:: Data ::
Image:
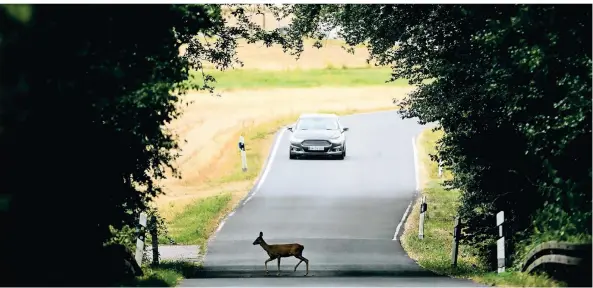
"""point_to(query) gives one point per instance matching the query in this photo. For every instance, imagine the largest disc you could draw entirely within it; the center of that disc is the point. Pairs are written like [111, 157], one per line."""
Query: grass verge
[434, 251]
[167, 274]
[198, 221]
[331, 76]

:: Task statement ::
Please rewrite the records with every "grass verge" renamed to "roadside grass" and everything else unchanged. Omit the pictures from your answer.

:: Task output ::
Image:
"""point_to(query) gives one point per instance matching the query in this photo. For every instance, imagine the largest disc you could draw entirely within it; the center of that disc is the point. Pairs are written like [111, 157], one per line."""
Query: roadside grass
[434, 251]
[167, 274]
[198, 221]
[331, 76]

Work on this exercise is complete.